Entries taken from a collection
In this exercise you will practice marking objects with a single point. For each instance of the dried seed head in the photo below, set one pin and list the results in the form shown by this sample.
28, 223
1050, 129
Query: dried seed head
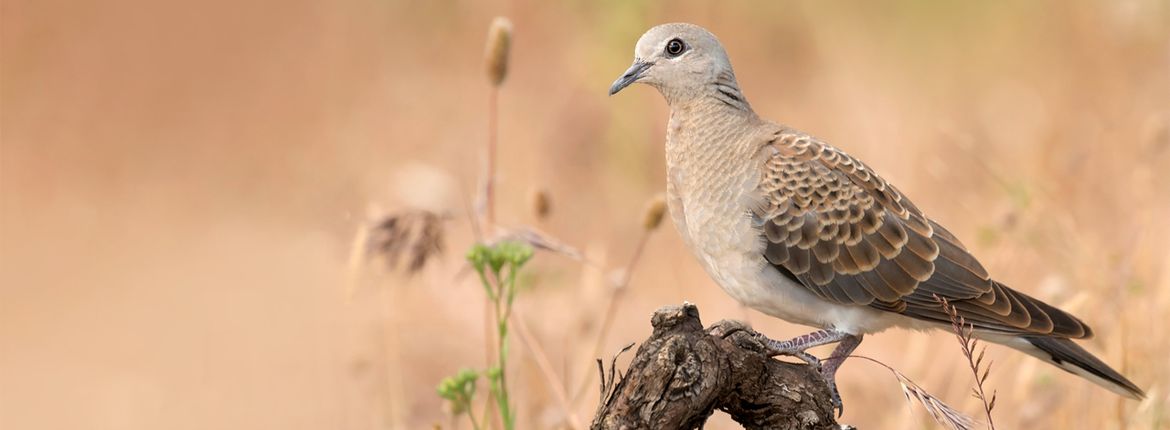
495, 55
652, 216
541, 202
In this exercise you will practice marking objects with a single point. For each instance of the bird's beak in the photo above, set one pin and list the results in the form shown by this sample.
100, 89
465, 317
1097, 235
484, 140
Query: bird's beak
632, 75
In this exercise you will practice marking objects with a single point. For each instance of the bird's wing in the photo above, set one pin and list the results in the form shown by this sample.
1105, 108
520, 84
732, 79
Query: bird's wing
848, 236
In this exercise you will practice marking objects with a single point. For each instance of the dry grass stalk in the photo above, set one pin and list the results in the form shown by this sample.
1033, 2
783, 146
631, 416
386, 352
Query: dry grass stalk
652, 217
542, 361
974, 353
496, 63
541, 203
495, 54
942, 413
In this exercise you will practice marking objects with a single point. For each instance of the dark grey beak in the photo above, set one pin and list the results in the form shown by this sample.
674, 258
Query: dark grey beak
632, 75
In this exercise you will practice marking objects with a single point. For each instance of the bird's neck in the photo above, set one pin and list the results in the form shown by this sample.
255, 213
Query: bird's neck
707, 125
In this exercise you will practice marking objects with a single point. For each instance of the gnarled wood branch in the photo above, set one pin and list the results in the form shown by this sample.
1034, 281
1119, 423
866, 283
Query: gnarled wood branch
683, 373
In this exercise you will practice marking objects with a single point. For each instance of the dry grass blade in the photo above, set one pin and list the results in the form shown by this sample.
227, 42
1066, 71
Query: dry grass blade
938, 410
542, 241
974, 353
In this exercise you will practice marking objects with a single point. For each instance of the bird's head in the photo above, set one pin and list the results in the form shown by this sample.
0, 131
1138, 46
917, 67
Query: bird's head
682, 61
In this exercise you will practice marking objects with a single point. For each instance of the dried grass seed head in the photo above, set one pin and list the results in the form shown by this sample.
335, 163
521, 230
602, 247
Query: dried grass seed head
496, 53
652, 216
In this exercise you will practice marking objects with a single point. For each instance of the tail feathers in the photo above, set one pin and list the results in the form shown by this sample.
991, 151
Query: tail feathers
1071, 358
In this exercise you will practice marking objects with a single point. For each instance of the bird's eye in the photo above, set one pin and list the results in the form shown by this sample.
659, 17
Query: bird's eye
674, 48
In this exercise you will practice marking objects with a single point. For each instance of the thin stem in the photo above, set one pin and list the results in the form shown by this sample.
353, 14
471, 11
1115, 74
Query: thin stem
542, 360
502, 346
489, 194
611, 309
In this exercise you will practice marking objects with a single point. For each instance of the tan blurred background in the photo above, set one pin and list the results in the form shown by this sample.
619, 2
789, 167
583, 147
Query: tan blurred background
179, 182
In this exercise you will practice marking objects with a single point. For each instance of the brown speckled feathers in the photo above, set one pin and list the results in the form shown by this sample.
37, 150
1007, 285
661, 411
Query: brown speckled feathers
851, 237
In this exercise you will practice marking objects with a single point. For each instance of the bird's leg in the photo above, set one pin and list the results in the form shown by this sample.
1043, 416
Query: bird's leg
828, 370
797, 346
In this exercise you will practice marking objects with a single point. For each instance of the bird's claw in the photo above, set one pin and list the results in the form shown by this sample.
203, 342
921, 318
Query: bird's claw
838, 406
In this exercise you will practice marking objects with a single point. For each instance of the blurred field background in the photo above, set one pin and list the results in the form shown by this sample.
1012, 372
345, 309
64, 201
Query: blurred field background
179, 184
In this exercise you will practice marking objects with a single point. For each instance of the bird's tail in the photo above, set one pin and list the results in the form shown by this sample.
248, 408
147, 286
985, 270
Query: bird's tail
1069, 356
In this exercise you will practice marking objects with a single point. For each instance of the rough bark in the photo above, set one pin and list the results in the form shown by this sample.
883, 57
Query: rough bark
683, 373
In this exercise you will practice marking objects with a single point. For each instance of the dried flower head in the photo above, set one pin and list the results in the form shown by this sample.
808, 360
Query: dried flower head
541, 202
413, 236
495, 55
652, 216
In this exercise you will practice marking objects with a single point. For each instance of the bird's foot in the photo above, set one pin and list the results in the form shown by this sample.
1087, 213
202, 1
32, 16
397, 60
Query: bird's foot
834, 395
775, 348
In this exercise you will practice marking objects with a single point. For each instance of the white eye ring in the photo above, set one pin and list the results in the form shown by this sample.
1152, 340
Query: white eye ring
674, 48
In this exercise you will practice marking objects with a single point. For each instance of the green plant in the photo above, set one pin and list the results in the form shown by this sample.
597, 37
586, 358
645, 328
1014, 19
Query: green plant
460, 392
497, 266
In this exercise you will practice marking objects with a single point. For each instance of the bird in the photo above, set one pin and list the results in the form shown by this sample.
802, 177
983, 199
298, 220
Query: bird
798, 229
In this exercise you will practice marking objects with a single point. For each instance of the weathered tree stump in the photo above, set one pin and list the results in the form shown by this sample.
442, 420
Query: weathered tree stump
683, 373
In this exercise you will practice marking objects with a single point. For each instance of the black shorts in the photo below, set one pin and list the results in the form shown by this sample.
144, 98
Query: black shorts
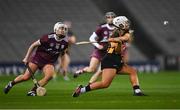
111, 61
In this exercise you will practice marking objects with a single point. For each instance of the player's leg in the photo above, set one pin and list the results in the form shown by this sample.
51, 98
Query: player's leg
48, 71
94, 62
21, 78
95, 75
107, 77
132, 72
65, 60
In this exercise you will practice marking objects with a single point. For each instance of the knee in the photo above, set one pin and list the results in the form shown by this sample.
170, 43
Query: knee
105, 84
92, 69
25, 77
133, 71
48, 78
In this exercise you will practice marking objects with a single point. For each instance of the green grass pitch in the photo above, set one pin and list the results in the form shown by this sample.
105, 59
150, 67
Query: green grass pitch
163, 89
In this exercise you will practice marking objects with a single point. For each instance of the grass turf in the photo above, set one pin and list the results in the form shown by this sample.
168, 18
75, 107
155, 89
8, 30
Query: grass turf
163, 89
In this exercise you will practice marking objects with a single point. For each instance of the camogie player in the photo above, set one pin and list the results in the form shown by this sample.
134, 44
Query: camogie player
101, 34
48, 48
64, 60
112, 63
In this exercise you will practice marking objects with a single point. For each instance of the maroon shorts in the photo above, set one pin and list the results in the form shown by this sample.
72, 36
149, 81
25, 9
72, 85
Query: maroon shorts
99, 54
40, 62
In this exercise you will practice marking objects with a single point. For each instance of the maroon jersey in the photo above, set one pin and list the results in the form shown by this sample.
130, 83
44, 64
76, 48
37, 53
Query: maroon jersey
103, 32
49, 50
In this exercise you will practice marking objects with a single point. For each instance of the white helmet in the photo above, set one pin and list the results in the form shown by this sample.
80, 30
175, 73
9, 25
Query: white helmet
58, 25
121, 22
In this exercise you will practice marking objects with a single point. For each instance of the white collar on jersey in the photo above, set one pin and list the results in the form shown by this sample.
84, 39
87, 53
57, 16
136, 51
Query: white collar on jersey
110, 27
57, 39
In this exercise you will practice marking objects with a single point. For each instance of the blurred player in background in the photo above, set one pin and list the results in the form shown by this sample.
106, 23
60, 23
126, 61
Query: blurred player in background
101, 34
113, 62
48, 48
64, 60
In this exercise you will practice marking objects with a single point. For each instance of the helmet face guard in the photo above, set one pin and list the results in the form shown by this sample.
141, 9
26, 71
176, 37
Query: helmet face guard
60, 28
109, 16
121, 22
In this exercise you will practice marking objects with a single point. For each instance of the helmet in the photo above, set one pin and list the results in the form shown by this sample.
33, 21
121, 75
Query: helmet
110, 14
121, 22
58, 25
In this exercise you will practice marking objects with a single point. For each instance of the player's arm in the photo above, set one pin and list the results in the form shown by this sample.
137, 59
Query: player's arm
72, 39
126, 37
30, 50
93, 38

Task objective - Where the string "below" appears in a line of the entries above, return that line.

Exercise solution -
In this exercise you will practice marking objects with a single point. For each instance of the dried seed head in the photo below, set one pin and list the results in the form shown by this sample.
In this exercise you will practice marking objects with a single point. For each instance of the black shorts in the photo below, set one pin and list the results in the form shown by this sample.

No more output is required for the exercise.